## Assigned task:
Report all lines of the records that contain "below".

## Records for this task:
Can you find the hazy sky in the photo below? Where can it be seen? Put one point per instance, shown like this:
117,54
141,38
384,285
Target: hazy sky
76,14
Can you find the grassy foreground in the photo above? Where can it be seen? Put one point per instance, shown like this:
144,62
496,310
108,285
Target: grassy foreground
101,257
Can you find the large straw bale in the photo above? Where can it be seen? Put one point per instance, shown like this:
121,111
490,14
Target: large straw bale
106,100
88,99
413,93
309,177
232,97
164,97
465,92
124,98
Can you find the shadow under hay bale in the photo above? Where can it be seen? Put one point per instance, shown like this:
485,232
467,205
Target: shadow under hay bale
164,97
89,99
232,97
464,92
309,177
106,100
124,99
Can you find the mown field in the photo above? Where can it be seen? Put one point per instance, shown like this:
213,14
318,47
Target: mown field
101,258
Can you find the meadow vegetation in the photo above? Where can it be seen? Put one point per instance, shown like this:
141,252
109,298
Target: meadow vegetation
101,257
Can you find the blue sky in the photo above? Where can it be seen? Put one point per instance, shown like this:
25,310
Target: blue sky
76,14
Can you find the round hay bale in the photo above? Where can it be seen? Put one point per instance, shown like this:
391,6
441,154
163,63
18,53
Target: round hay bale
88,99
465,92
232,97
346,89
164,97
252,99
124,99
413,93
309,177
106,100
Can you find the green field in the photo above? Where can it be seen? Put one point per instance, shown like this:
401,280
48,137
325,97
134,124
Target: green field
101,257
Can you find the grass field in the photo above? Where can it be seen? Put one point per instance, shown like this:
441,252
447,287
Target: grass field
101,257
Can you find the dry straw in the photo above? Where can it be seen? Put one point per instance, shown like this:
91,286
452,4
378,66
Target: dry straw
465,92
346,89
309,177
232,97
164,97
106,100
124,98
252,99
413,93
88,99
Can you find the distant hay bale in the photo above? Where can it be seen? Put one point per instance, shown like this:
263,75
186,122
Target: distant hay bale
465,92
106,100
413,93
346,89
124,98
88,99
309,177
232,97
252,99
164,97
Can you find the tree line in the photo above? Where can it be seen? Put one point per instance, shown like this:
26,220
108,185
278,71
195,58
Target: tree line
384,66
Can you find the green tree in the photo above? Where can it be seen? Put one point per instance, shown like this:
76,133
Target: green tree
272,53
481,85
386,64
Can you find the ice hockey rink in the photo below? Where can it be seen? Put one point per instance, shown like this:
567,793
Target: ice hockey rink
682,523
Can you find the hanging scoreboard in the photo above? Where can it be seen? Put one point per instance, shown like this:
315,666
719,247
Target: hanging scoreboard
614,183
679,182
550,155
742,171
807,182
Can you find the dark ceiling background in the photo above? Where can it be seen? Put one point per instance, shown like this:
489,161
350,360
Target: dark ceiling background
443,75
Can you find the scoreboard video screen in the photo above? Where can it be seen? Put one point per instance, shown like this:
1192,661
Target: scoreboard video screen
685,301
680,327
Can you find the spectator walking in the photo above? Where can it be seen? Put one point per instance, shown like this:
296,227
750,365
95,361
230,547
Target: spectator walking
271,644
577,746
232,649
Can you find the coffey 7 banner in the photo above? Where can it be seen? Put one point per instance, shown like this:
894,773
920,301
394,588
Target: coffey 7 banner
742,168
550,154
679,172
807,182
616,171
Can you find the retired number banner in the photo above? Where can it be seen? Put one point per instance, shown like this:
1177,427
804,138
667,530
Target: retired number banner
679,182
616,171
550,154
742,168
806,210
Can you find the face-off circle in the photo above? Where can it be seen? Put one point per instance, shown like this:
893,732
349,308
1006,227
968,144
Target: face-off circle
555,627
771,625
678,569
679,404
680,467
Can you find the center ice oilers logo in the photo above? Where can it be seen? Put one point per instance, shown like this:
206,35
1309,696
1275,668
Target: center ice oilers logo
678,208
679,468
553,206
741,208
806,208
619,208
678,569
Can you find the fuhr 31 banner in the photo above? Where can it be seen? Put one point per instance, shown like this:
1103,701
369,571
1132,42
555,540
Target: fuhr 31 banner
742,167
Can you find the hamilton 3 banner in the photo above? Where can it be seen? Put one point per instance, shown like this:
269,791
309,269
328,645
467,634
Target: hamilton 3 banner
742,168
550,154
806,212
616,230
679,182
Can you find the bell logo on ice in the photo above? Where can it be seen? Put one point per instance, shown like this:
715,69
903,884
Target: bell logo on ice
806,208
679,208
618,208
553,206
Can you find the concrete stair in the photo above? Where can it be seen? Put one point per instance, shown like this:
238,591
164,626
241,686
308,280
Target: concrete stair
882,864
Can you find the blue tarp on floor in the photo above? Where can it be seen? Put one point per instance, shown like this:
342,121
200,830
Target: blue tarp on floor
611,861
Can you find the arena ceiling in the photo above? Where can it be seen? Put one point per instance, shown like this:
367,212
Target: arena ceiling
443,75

## Your solution:
Can you find the hazy sky in the photo below? Where can it be seen? Put one point per instance, shown like this:
Can you find the ice hockey rink in the photo below? Where can it be seen? Put one point per instance, shown like this:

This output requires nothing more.